== RECORD SET
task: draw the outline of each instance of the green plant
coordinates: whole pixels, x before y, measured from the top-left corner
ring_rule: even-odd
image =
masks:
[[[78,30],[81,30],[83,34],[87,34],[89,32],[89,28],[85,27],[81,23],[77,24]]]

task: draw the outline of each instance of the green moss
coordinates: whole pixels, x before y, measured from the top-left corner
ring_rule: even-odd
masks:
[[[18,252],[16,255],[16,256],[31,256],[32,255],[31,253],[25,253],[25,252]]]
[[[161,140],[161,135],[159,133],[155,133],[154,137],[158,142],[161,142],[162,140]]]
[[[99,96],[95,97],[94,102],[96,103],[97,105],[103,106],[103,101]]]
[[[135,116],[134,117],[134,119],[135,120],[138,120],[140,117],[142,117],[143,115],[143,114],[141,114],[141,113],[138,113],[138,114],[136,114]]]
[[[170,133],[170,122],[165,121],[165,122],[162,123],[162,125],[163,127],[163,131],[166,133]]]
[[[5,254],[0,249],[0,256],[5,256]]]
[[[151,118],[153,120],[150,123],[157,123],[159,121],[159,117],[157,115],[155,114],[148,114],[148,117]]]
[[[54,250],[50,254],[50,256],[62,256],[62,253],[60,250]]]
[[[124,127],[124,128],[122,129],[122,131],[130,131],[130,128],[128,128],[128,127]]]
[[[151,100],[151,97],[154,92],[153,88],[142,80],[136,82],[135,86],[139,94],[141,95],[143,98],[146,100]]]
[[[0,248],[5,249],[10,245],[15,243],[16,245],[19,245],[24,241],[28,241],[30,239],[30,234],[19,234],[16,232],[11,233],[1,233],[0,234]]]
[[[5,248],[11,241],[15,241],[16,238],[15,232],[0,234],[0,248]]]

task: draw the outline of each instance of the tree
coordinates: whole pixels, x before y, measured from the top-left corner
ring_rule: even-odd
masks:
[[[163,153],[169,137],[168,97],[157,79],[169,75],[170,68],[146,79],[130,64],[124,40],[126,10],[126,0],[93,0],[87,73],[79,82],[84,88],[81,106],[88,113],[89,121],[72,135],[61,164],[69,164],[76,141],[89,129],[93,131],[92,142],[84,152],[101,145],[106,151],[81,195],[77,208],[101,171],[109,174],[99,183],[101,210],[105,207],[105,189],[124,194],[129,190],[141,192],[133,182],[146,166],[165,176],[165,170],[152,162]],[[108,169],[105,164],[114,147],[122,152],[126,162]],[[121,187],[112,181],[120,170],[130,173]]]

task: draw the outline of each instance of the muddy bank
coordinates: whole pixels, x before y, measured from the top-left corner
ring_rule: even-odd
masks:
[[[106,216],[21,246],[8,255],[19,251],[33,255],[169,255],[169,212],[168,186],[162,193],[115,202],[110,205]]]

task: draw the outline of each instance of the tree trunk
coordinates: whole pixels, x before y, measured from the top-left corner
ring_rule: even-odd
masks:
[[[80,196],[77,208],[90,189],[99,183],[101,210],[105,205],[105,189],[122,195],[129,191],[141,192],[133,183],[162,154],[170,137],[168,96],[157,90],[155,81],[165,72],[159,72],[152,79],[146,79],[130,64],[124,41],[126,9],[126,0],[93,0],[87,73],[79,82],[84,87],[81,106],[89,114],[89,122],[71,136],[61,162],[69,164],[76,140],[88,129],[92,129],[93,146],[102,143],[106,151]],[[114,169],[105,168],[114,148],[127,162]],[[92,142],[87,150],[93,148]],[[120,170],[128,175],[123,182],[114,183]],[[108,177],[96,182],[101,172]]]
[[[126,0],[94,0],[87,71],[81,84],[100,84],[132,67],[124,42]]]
====
_BRIEF_
Rewrite all of these rows, changing "whole pixels" to "integer pixels" wherever it appears and leaving everything else untouched.

_FULL SOLUTION_
task: draw the outline of each instance of the green plant
coordinates: integer pixels, x before y, measured from the top-left corner
ring_rule: even-odd
image =
masks:
[[[78,30],[81,30],[83,34],[87,34],[89,32],[89,28],[85,27],[81,23],[77,24]]]

task: draw the outline of each instance of the green moss
coordinates: integer pixels, x before y, measured from the top-left corner
ring_rule: even-odd
masks:
[[[18,252],[16,255],[16,256],[31,256],[32,255],[31,253],[25,253],[25,252]]]
[[[161,140],[161,135],[159,133],[155,133],[154,137],[158,142],[161,142],[162,140]]]
[[[99,96],[95,97],[94,102],[96,103],[97,105],[103,106],[103,101]]]
[[[135,116],[134,117],[134,119],[135,120],[138,120],[140,117],[142,117],[143,115],[143,114],[141,114],[141,113],[138,113],[138,114],[136,114]]]
[[[170,133],[170,122],[165,121],[165,122],[162,123],[162,125],[163,127],[163,131],[166,133]]]
[[[5,254],[0,249],[0,256],[5,256]]]
[[[151,118],[153,120],[150,123],[157,123],[159,121],[159,117],[157,115],[155,114],[148,114],[148,117]]]
[[[54,250],[50,254],[50,256],[62,256],[62,253],[60,250]]]
[[[124,127],[124,128],[122,129],[122,131],[130,131],[130,128],[128,128],[128,127]]]
[[[151,100],[151,97],[154,92],[153,88],[142,80],[136,82],[135,86],[139,94],[141,95],[143,98],[146,100]]]
[[[0,248],[5,249],[10,245],[15,243],[16,245],[19,245],[24,241],[28,241],[30,239],[30,234],[19,234],[16,232],[11,233],[1,233],[0,234]]]
[[[5,248],[11,241],[15,241],[16,238],[15,232],[0,234],[0,248]]]

task: draw the outline of each instance of the tree
coordinates: integer pixels, x before y, measured from the top-left corner
ring_rule: even-odd
masks:
[[[163,153],[169,137],[168,97],[157,79],[169,75],[170,68],[146,79],[130,64],[124,40],[126,10],[126,0],[93,0],[87,73],[79,82],[84,88],[81,106],[88,113],[89,121],[72,135],[61,164],[69,164],[76,141],[89,129],[93,131],[92,142],[84,152],[101,145],[106,151],[81,195],[77,208],[101,171],[109,174],[99,183],[101,210],[105,207],[105,189],[124,194],[129,190],[141,192],[133,182],[146,166],[165,176],[165,170],[152,162]],[[108,169],[105,164],[114,147],[122,152],[126,162]],[[121,187],[112,181],[120,170],[130,173]]]

task: draw the outline of each instance of the muddy bank
coordinates: integer pixels, x before y, measured from the top-left corner
ring_rule: even-odd
masks:
[[[106,216],[21,246],[8,255],[19,251],[33,255],[169,255],[169,212],[168,186],[162,193],[115,202],[110,205]]]

task: draw the outline of each instance of the tree trunk
coordinates: integer pixels, x before y, measured from the top-left corner
ring_rule: even-odd
masks:
[[[80,196],[77,208],[90,189],[99,183],[101,210],[105,205],[105,189],[122,195],[129,191],[141,192],[133,183],[162,154],[170,137],[168,96],[157,90],[155,81],[165,72],[159,72],[152,79],[146,79],[130,64],[124,41],[126,9],[126,0],[93,0],[87,73],[79,82],[84,87],[81,106],[89,114],[89,122],[71,136],[61,162],[69,164],[76,140],[88,129],[92,129],[93,146],[102,143],[106,151]],[[114,169],[105,168],[114,148],[127,162]],[[92,142],[87,150],[93,148]],[[120,170],[128,175],[123,182],[114,183]],[[108,177],[96,182],[101,172]]]
[[[126,0],[94,0],[87,71],[81,84],[100,84],[132,67],[124,42]]]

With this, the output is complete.